SOURCE:
========================
I know that the acronym IPSA—the Independent Parliamentary Standards Authority—is not beloved in this Chamber, and on coming back to this House I can see why. How on earth have Members managed to order their affairs and deal with goodness only knows what over the past few years? IPSA is not beloved, but IPSO—the Independent Press Standards Organisation—should be beloved. Today IPSO, the new self-regulating press arrangement, delivered a humiliating rebuff to The Daily Telegraph. Although it is printed on the front page in microscopic form, none the less there it is on the front page, a full-scale apology to the First Minister of Scotland for the totally erroneous story that was published during the general election campaign, with which some Members of the House are familiar and some are very familiar indeed, concerning her views on which UK Government she preferred.

IPSO is on a winning run and should now pursue those dreadful papers—right-wing bastions such as The Guardian, and those even further right-wing bastions such as The Daily Telegraph, The Times and the Daily Mail, which published such a dreadfully inaccurate story and tried to muddy the waters of this debate about the Crown Estate and cast aspersions on the monarchical loyalties of our First Minister of Scotland.

It is important that the reason for the overwhelming wish to see these matters devolved is a real belief in the island and coastal communities of Scotland that local management of these resources will achieve considerable benefits overall. It is a question not of reducing revenues, but of increasing economic activity. For many years I represented a fishing constituency, and I can tell Members that the Crown Estate has not been a popular institution among many of our fishing communities. Many of our small harbours in particular found the harbour dues on the foreshore extremely onerous. The only victory I can remember was in the town of Gardenstown in Banffshire, where the harbour commissioners were suffering from the imposition of a very substantial bill from the Crown Estate commission.

We were able to discover a royal deed from Charles II, from a time when he had been crowned King of Scots but was still to assert his rightful throne south of the border. He had a fantastic time one night in Gardenstown as he was gathering an army before the battle of Dunbar and as a result, in a fit of generosity, wrote an exemption from all Crown dues. We were able to produce that deed from the 17th century, and Gardenstown harbour, I can report to the House, is free from the imposition of the Crown Estate revenue, but other communities in Scotland have not been as fortunate. Members will therefore understand full well why there is a general desire to see such resources being applied to the economic benefit of local communities.

My final point applies to other clauses that we are debating and particularly to the speech that we heard from the hon. Member for Birmingham, Erdington (Jack Dromey). His idea that the devolution of key aspects of labour relations and wage policy will lead to a diminution of standards does not stand up to any examination of the reality of devolution in Scotland. I pointed out to him that the no compulsory redundancy agreement which, uniquely, the civil service unions have was negotiated by the SNP Government. The pensions benefit that the Fire Brigades Union has—a small benefit in terms of the overall imposition on public sector unions, but none the less a benefit that the union values—happened because the Scottish Government were able to negotiate it. Our nursing community—nurses in the national health service—was mentioned. Nurses last year got a pay rise in Scotland because the Scottish Government followed the recommendations of the pay review, whereas the Government down here did not.
========================
SUPPLIED DATA:
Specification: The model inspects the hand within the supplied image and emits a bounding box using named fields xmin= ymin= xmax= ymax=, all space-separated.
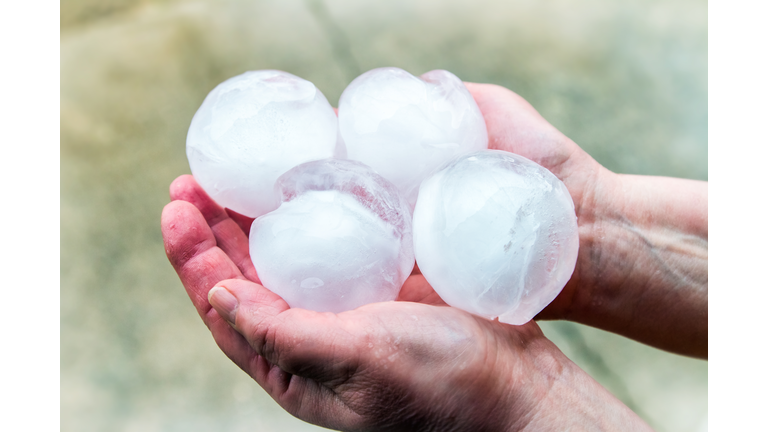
xmin=162 ymin=176 xmax=647 ymax=431
xmin=466 ymin=83 xmax=708 ymax=358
========================
SHORT EXERCISE 1:
According to the speech, in which town did a royal deed free the harbor from Crown Estate dues?
SHORT EXERCISE 2:
Reproduce the passage of the speech starting at "IPSO is on a" and ending at "Minister of Scotland.".
SHORT EXERCISE 3:
For each statement, answer yes or no according to the speech, and quote the words that decide it: (a) The Daily Telegraph's apology to the First Minister of Scotland appeared only on an inside page. (b) Charles II wrote the exemption while gathering an army before the battle of Dunbar. (c) Nurses in Scotland received a pay rise last year because the Scottish Government followed the pay review's recommendations.

FULL RESPONSE 1:
Gardenstown in Banffshire

FULL RESPONSE 2:
IPSO is on a winning run and should now pursue those dreadful papers—right-wing bastions such as The Guardian, and those even further right-wing bastions such as The Daily Telegraph, The Times and the Daily Mail, which published such a dreadfully inaccurate story and tried to muddy the waters of this debate about the Crown Estate and cast aspersions on the monarchical loyalties of our First Minister of Scotland.

FULL RESPONSE 3:
(a) No: "none the less there it is on the front page, a full-scale apology to the First Minister of Scotland"
(b) Yes: "He had a fantastic time one night in Gardenstown as he was gathering an army before the battle of Dunbar and as a result, in a fit of generosity, wrote an exemption from all Crown dues."
(c) Yes: "Nurses last year got a pay rise in Scotland because the Scottish Government followed the recommendations of the pay review"